**WHAT TO PRODUCE**
Would you please transcribe the records below from the line with "as (410, 238)." through their final line, exactly and with no other lines?

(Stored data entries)

╔══

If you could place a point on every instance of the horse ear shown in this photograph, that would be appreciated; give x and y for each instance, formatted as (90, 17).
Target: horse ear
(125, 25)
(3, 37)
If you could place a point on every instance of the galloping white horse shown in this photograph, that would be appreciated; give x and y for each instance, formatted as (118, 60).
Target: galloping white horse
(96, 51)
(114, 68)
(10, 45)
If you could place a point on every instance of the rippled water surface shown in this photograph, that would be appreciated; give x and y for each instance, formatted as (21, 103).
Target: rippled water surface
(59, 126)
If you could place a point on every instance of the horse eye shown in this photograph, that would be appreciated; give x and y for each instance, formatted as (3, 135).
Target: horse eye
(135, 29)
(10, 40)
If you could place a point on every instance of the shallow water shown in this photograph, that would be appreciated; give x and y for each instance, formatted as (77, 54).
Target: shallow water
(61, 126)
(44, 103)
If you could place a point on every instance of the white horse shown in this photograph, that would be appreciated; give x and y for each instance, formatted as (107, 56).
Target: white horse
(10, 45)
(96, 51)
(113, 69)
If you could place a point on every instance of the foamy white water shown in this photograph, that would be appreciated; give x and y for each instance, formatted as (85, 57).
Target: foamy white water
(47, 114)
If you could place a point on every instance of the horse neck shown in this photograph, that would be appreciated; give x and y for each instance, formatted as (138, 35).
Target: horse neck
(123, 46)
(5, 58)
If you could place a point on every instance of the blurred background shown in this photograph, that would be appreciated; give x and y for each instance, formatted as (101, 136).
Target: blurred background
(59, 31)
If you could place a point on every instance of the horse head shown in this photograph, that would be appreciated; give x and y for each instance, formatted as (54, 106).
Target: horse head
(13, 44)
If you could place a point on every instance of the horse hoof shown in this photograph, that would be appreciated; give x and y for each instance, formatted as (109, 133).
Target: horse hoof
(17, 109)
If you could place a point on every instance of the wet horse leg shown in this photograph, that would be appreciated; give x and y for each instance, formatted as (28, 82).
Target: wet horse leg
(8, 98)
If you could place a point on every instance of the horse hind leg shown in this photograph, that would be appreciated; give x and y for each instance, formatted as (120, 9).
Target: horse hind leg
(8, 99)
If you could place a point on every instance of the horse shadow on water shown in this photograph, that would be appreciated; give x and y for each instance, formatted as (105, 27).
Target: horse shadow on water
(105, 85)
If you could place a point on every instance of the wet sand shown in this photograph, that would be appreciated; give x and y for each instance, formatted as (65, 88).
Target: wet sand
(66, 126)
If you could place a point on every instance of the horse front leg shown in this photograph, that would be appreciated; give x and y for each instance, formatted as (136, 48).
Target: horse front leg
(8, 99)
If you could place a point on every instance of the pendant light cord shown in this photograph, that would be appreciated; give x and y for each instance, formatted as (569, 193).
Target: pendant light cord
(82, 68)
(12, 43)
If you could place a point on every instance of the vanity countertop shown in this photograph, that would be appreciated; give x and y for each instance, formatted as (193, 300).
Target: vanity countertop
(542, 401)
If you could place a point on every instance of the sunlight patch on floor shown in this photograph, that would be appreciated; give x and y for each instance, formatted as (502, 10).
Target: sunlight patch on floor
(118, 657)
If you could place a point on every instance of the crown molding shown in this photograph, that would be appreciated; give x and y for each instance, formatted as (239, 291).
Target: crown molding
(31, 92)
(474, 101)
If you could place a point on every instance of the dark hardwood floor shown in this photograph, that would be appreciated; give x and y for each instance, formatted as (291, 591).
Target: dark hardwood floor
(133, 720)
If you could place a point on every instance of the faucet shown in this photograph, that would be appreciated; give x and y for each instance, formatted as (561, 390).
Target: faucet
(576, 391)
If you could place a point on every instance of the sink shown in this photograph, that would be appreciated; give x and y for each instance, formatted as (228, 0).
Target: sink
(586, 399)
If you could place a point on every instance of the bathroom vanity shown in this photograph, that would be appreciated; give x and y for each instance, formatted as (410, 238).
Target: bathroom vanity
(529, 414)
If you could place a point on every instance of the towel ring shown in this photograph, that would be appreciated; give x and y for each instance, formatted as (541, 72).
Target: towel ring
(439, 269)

╚══

**EXERCISE RESULT**
If you could place a point on every instance of the bathroom vanity shown in this photograph, that would be appreciated; give x and y for each instance, formatted as (410, 238).
Target: bathroom vanity
(529, 414)
If you could place a point on every instance of the towel ring shown in this photograph, that would be appreciated; give x and y for each instance, formatted as (541, 72).
Target: towel ring
(439, 269)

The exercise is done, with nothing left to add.